- Directions for this task
Exactly as written, retype the listing below, omitting the pictures.
'''
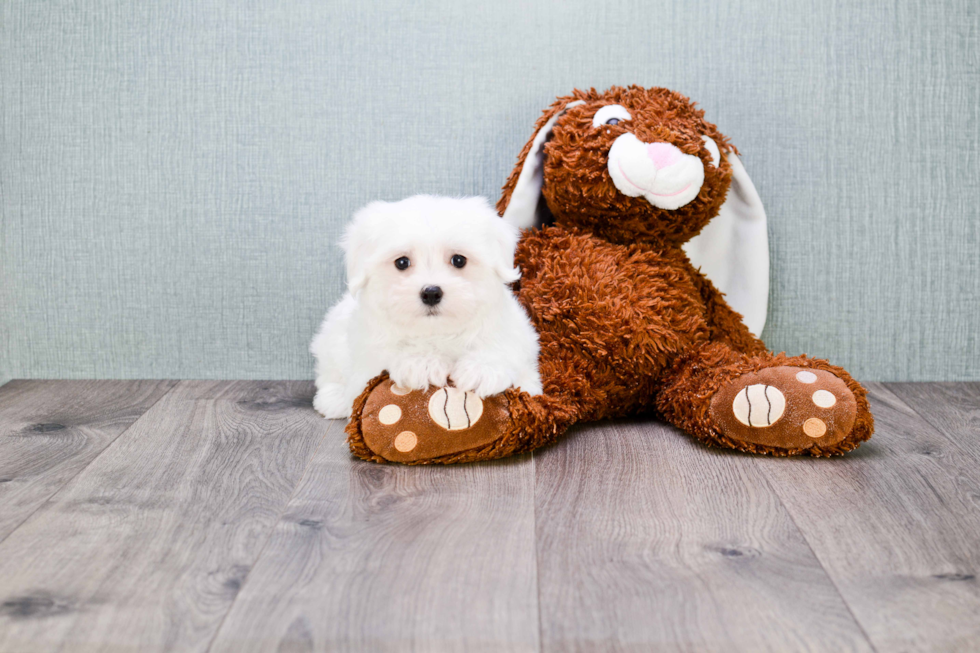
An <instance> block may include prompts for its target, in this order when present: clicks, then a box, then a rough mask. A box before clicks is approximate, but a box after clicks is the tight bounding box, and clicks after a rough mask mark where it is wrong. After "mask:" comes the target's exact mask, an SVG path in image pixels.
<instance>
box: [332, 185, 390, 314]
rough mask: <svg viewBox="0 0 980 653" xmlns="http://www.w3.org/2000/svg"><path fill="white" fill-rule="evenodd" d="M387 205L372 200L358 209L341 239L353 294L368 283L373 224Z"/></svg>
mask: <svg viewBox="0 0 980 653" xmlns="http://www.w3.org/2000/svg"><path fill="white" fill-rule="evenodd" d="M385 205H386V203H385V202H371V203H370V204H368V205H367V206H365V207H364V208H362V209H360V210H359V211H357V213H355V214H354V218H353V219H352V220H351V223H350V224H349V225H347V229H346V230H345V231H344V235H343V237H342V238H341V239H340V247H341V248H342V249H343V250H344V261H345V263H346V266H347V289H348V290H349V291H350V293H351V294H352V295H356V294H357V293H359V292H360V291H361V290H362V289H363V288H364V286H365V285H366V284H367V280H368V268H369V267H370V257H371V245H372V244H373V241H374V237H373V234H374V230H373V229H372V225H373V224H374V223H375V222H376V221H377V220H376V216H377V215H378V213H379V212H380V211H381V210H383V208H384V207H385Z"/></svg>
'''
- Task output
An <instance> block may include prompts for its target, in this order when present: clicks, then a box, then a rough mask. A box before clicks is approximate, but a box after clicks is the tight bounding box, and clicks after a rough mask mark where it is wrong. After "mask:" comes the target's exact mask, an SVG path in image pixels.
<instance>
box: [332, 185, 390, 314]
rough mask: <svg viewBox="0 0 980 653" xmlns="http://www.w3.org/2000/svg"><path fill="white" fill-rule="evenodd" d="M387 205L372 200L358 209L341 239L353 294L368 283L373 224Z"/></svg>
mask: <svg viewBox="0 0 980 653" xmlns="http://www.w3.org/2000/svg"><path fill="white" fill-rule="evenodd" d="M385 205H386V203H385V202H371V203H370V204H368V205H367V206H365V207H364V208H362V209H360V210H359V211H357V213H355V214H354V218H353V219H352V220H351V223H350V224H349V225H347V229H346V230H345V231H344V235H343V237H342V238H341V239H340V247H341V248H342V249H343V250H344V261H345V263H346V266H347V289H348V290H349V291H350V293H351V294H352V295H356V294H357V293H359V292H360V291H361V290H362V289H363V288H364V286H365V285H366V284H367V280H368V268H369V267H370V257H371V245H372V244H373V241H374V237H373V234H374V230H373V229H372V225H373V224H374V223H375V222H376V221H377V220H376V216H377V215H378V213H379V212H380V211H381V210H383V208H384V207H385Z"/></svg>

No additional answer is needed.